- [Compito richiesto]
Prosegui, per favore, il racconto su padre Giovanni partendo subito dopo la sua ultima frase.

- [Testo di lettura]
—————
Il Mattutino con la Vergine

Trascorse del tempo, durante il quale si giunse alla sospirata divisione ufficialmente approvata dalla Santa Sede tra Mitigati e Riformati, sebbene ulteriori prove e croci amarissime proseguirono ad attestare la santità di padre Giovanni. Egli aveva raggiunto tali livelli di santità da amare follemente la croce, per amore di Colui che su di essa è morto per noi.

Alla fine della sua vita, molti dei suoi desideri erano stati esauditi; tra questi quello di essere un semplice suddito tra i frati, ossia di non ricoprire più ruoli di autorità. Nel 1591 fu posto dinanzi ad una scelta: in quale convento avrebbe voluto esser trasferito, a Baeza o ad Ubeda? A Baeza nulla gli sarebbe mancato; ad Ubeda, invece, era superiore uno di quelli che non avevano mai perdonato al Santo i suoi rimproveri. «L’anima cerchi sempre di inclinarsi: non al più facile, ma al più difficile; [...] non a quello che piace di più, ma a quello che piace di meno; non al riposo, ma alla fatica; non al conforto, ma a quello che non è conforto»... queste erano le sue massime e la scelta fu presto fatta: Ubeda sarebbe stata la sua comunità.
—————
- [Dati forniti]

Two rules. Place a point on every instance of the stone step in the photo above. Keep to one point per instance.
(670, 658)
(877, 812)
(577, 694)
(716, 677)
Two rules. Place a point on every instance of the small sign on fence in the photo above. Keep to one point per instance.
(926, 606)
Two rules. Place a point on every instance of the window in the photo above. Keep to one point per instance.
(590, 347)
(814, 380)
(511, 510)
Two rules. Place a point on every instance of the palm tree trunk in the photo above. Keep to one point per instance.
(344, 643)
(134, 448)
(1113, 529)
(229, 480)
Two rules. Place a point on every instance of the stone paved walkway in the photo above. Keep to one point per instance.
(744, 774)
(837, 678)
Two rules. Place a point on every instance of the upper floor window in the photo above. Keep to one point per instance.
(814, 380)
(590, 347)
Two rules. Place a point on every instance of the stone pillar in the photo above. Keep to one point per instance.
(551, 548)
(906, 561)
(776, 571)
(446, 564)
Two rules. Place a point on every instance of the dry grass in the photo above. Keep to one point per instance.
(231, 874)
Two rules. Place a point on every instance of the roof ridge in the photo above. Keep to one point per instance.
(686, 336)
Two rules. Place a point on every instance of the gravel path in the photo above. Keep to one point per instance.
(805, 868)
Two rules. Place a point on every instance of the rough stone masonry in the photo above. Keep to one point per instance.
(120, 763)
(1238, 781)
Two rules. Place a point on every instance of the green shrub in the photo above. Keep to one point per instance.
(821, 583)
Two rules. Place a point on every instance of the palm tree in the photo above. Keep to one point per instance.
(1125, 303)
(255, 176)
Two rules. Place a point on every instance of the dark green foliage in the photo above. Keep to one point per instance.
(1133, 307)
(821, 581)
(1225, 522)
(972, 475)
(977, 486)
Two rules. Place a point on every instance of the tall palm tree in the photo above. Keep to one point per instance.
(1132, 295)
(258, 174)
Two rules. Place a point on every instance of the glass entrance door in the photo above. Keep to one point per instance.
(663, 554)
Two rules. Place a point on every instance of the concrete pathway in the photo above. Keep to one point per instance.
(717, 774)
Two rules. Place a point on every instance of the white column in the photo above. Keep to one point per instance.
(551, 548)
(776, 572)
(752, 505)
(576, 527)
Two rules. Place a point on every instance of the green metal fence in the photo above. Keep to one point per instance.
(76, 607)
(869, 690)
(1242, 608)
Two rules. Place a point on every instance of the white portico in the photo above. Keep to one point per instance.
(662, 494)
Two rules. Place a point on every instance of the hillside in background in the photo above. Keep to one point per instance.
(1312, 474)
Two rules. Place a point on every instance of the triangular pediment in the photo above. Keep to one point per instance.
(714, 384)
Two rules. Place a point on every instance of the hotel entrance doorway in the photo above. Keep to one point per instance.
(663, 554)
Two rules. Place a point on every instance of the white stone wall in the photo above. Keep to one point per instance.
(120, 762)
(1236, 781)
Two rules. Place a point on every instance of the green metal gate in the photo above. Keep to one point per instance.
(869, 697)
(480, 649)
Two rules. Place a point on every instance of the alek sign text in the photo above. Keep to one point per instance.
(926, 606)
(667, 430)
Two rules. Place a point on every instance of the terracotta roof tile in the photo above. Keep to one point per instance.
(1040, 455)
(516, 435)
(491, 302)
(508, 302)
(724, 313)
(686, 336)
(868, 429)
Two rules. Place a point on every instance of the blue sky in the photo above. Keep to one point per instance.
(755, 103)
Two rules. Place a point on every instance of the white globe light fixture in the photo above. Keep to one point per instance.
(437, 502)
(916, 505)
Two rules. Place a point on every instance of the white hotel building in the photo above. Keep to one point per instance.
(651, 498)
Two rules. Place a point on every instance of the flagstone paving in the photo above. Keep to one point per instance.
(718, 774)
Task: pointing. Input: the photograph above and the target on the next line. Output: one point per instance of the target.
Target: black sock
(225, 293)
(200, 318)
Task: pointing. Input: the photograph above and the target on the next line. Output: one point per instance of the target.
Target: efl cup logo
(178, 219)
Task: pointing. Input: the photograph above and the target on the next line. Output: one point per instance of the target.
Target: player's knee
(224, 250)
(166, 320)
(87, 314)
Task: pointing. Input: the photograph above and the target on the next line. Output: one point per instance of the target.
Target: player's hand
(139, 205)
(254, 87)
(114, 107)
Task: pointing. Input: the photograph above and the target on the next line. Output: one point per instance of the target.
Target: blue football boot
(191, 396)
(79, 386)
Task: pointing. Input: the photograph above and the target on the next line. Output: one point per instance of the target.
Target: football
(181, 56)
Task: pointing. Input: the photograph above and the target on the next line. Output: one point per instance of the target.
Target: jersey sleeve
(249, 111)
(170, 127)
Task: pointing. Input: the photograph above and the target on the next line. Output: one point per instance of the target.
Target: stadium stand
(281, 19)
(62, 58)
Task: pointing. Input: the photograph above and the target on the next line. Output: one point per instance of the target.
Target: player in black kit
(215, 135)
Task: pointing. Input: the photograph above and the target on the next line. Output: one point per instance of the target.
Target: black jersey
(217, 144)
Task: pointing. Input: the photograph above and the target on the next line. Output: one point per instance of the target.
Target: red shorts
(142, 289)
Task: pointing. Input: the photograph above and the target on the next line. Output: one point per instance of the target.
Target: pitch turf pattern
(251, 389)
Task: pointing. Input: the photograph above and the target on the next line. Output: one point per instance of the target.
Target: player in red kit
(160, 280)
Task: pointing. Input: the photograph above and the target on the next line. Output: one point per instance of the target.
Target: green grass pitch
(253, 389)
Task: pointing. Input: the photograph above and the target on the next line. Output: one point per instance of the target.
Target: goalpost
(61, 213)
—————
- [Risposta al compito]
Tutti, tranne il priore, lo accolsero tenerissimamente. Soffrì molto. Ammalato, consunto dalla febbre per un ascesso alla gamba, il superiore lo trattava malissimo, lo visitava con la grinta di un giudice, impediva che gli giungessero sollievi da fuori. San Giovanni non si lamentò mai, anzi, la sua carità lo spingeva a tutto scusare. 

Giunse l’ultima malattia. Il 7 dicembre dello stesso anno, vigilia dell’Immacolata Concezione, la Madonna gli apparve, annunciandogli prossima la morte. Il 14 dicembre, infermo a letto, continuamente chiedeva l’ora: sapeva che sarebbe andando a recitare Mattutino in Cielo. Sul letto di morte fece chiamare il suo superiore, volle chiedergli perdono per tutte le pene e i dolori procuratigli con la sua malattia, come se non fosse stato lui a subire tante sofferenze; poi soggiunse: «Prego Vostra Reverenza per amor di Dio, di volermi far l’elemosina di un abito col quale poter esser sepolto». Il priore non poté contenere la commozione. Anche quel cuore indurito fu conquistato a Dio dalla santità del figlio. 

Alle 22.00 sentì suonare le campane di Mattutino: «Io pure per divina bontà andrò a dirlo in Cielo, con la Vergine Santissima». Mezzanotte, le campane suonano ancora. «Che suona?», chiese. «Mattutino», gli risposero. «Vado a dirlo in Cielo», mormorò. Impresse un bacio sui piedi del Crocifisso che aveva fra le mani, gli occhi e la bocca si chiusero serenamente, senza agonia. Rese dolcemente l’anima a Dio. Era il 14 dicembre 1591, aveva 49 anni. 

Oggi continua ad intercede per quanti si affidano a lui. I santi sono i nostri più preziosi benefattori.